• _YOUR ASSIGNMENT_
Copy the entries that appear below in full, leaving out any picture among them.

################

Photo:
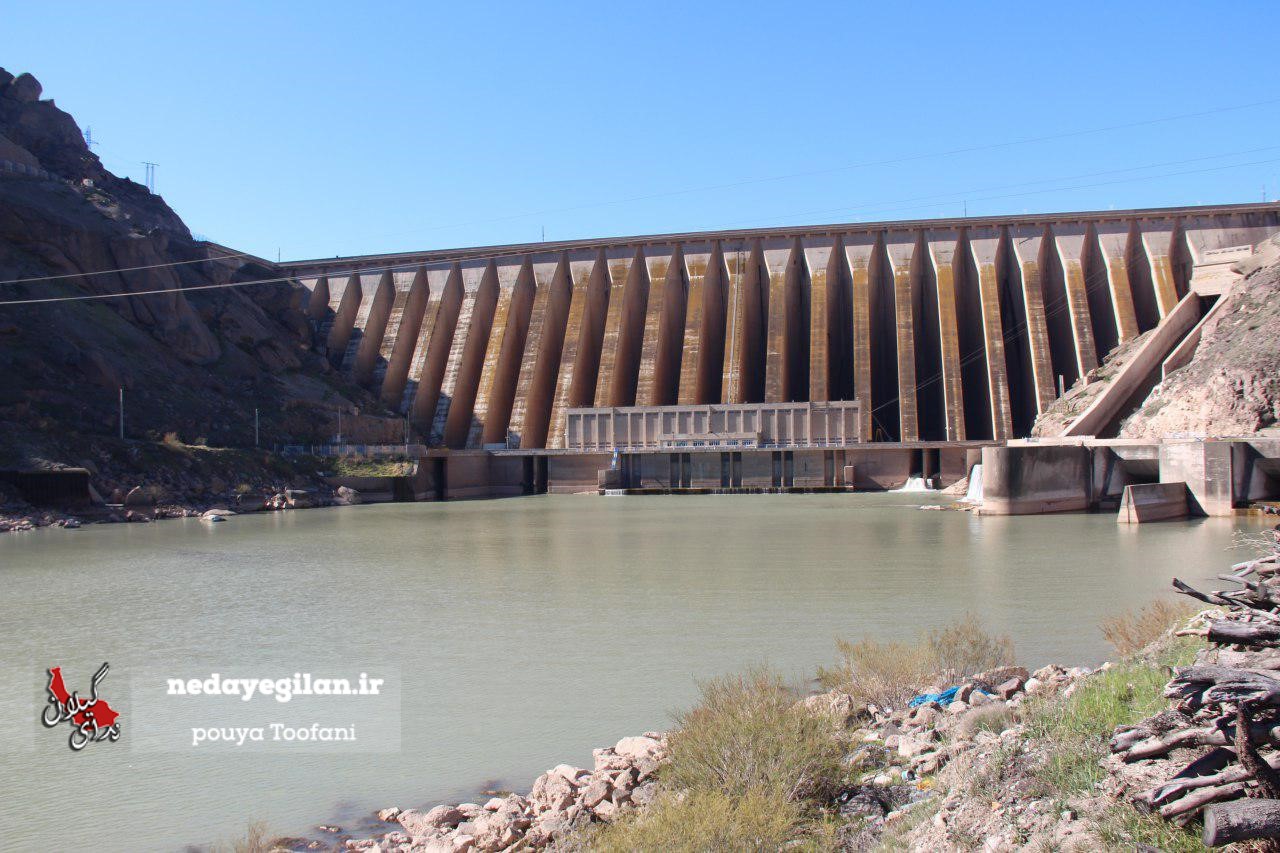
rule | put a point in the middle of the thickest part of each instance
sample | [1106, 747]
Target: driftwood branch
[1242, 821]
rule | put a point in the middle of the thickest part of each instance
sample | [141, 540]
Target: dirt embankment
[193, 364]
[1232, 386]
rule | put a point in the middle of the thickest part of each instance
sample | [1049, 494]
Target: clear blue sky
[329, 128]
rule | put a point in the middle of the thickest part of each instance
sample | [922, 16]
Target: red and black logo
[91, 720]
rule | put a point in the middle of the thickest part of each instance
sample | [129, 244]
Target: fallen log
[1183, 810]
[1211, 735]
[1208, 684]
[1240, 821]
[1229, 632]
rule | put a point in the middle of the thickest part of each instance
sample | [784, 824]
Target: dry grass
[1136, 629]
[748, 735]
[707, 820]
[892, 673]
[257, 839]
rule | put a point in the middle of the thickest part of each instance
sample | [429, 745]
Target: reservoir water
[525, 630]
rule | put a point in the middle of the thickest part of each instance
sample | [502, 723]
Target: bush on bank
[892, 673]
[748, 735]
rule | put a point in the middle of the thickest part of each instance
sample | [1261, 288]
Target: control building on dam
[944, 334]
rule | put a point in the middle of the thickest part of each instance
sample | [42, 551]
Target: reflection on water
[526, 630]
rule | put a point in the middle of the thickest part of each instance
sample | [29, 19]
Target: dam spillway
[944, 331]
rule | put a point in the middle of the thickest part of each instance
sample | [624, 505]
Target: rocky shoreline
[909, 746]
[140, 506]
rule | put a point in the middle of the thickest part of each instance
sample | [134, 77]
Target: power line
[469, 254]
[867, 164]
[150, 182]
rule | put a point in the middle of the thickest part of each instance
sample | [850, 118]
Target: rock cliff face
[1232, 386]
[191, 361]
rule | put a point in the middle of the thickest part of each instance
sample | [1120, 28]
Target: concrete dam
[947, 333]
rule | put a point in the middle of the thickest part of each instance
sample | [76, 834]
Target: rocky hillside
[1232, 386]
[192, 364]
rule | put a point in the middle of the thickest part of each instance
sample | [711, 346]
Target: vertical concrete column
[586, 374]
[470, 361]
[901, 249]
[839, 320]
[1069, 240]
[817, 260]
[670, 341]
[795, 355]
[1028, 243]
[318, 306]
[570, 357]
[1157, 237]
[438, 340]
[374, 329]
[542, 392]
[471, 276]
[984, 246]
[709, 382]
[942, 254]
[654, 350]
[620, 273]
[777, 260]
[859, 250]
[694, 349]
[489, 369]
[405, 343]
[511, 356]
[740, 333]
[631, 336]
[344, 320]
[540, 279]
[402, 286]
[1114, 243]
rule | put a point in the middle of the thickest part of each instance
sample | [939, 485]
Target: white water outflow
[974, 493]
[915, 483]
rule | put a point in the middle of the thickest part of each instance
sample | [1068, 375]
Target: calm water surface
[526, 630]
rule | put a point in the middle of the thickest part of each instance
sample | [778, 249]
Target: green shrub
[1136, 629]
[892, 673]
[964, 648]
[1080, 725]
[748, 735]
[708, 820]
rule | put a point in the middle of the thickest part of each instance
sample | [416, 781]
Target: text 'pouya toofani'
[283, 689]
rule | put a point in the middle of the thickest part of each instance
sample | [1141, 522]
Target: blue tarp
[944, 698]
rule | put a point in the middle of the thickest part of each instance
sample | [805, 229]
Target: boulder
[24, 89]
[419, 824]
[250, 502]
[138, 497]
[570, 772]
[551, 793]
[597, 792]
[638, 747]
[1006, 689]
[644, 794]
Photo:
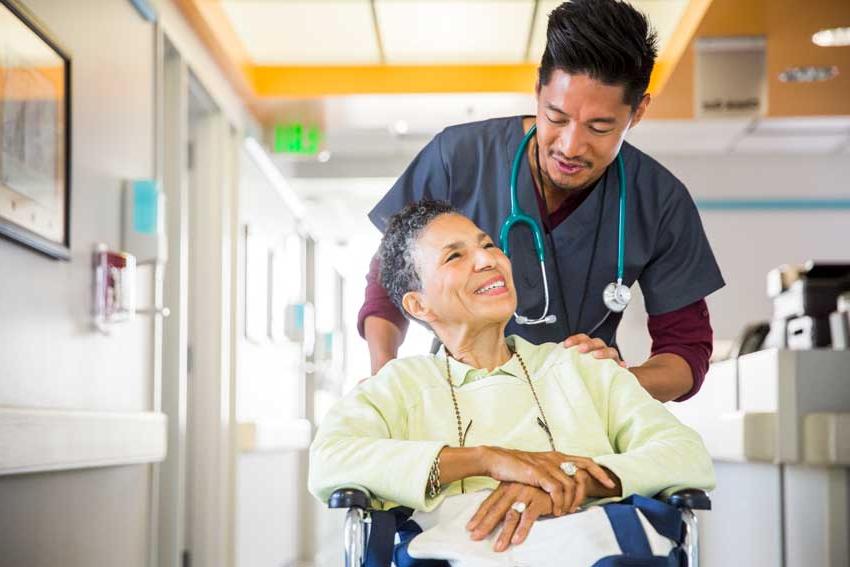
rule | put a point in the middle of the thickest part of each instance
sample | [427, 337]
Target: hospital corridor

################

• _SOLUTION FOR THIS TASK_
Photo:
rule | put a point in the middle of the thickest part of each instance
sample | [1106, 747]
Target: driftwood branch
[1242, 821]
rule | put a point in the middle of the thickest part of each instance
sample | [141, 540]
Target: dirt embankment
[193, 364]
[1232, 386]
rule | put a point in the middle of the thickest part of each instance
sample | [1049, 494]
Target: clear blue sky
[329, 128]
rule | put a point in the middle of the thickest part of each instance
sample | [922, 16]
Target: red and black logo
[91, 720]
rule | put a point in the middle of the thickest part of each instance
sample | [129, 244]
Target: fallen log
[1183, 810]
[1211, 735]
[1208, 684]
[1240, 821]
[1229, 632]
rule | put a point in the middle of the thickest part of each instance
sample | [784, 824]
Target: dry grass
[1136, 629]
[748, 735]
[707, 820]
[892, 673]
[257, 839]
rule | put a point in the middle of the thickest part of each instance
sample | [429, 745]
Target: reservoir water
[525, 630]
rule | put a point in the middle of the thickest part of each instance
sample | [502, 723]
Target: bush on bank
[892, 673]
[748, 735]
rule | put a point in the middle of the thickest part of each instance
sample | [1261, 288]
Target: control building on dam
[944, 334]
rule | put a point in the middle of the thickest part of each instance
sample | [42, 551]
Target: reflection on water
[526, 630]
rule | put a point in the middle of the thickest part of each instance
sample | [29, 19]
Target: dam spillway
[944, 331]
rule | put a point in the middle of the thickest part of each instance
sample | [624, 505]
Target: rocky shoreline
[909, 746]
[140, 506]
rule | put a point in the middle of the thickest part of each instance
sample | [134, 77]
Target: power line
[469, 254]
[867, 164]
[150, 182]
rule | put a point in the middle of the thickest part of each instance
sample | [850, 118]
Target: rock cliff face
[1232, 386]
[191, 361]
rule | put a point in the middle of the thickest part of each instance
sample | [1120, 28]
Target: concrete dam
[947, 333]
rule | put a point in the middle of the thickest part of each instance
sample | [76, 834]
Target: rocky hillside
[1232, 386]
[192, 364]
rule | put a point in the middle of the thickest part of each instance
sample | [711, 346]
Target: vertical concrete column
[586, 374]
[470, 361]
[901, 249]
[839, 320]
[1069, 240]
[817, 260]
[670, 341]
[795, 355]
[1028, 243]
[318, 306]
[570, 357]
[1157, 237]
[438, 340]
[374, 329]
[542, 392]
[471, 276]
[984, 246]
[709, 382]
[942, 254]
[654, 350]
[620, 273]
[777, 260]
[859, 250]
[694, 349]
[489, 369]
[405, 343]
[511, 356]
[740, 333]
[631, 336]
[344, 320]
[540, 279]
[402, 286]
[1114, 243]
rule | put a point in the middle of the thickest part of each instance
sample | [939, 485]
Target: white water outflow
[974, 493]
[915, 483]
rule | put a point in the middle of the thickest part of each instance
sample | [1068, 375]
Target: calm water surface
[526, 630]
rule | put a point in the middle of the thickest part of each instance
sample | [778, 249]
Target: green shrub
[1136, 629]
[892, 673]
[964, 648]
[1080, 725]
[748, 735]
[708, 820]
rule | put a point in the middle of the thickest part of each instance
sample | [416, 781]
Target: text 'pouya toofani'
[283, 689]
rule | put a point in the middle of the thickest part of each instance
sample | [1141, 522]
Target: blue tarp
[944, 698]
rule | put a point in the middle of the thickest part of each instance
sample | [805, 229]
Target: boulder
[24, 89]
[419, 824]
[250, 502]
[138, 497]
[570, 772]
[551, 793]
[597, 792]
[638, 747]
[1006, 689]
[644, 794]
Photo:
rule | put a point in the middle of the thickest part of each instance
sample | [427, 337]
Target: hospital corridor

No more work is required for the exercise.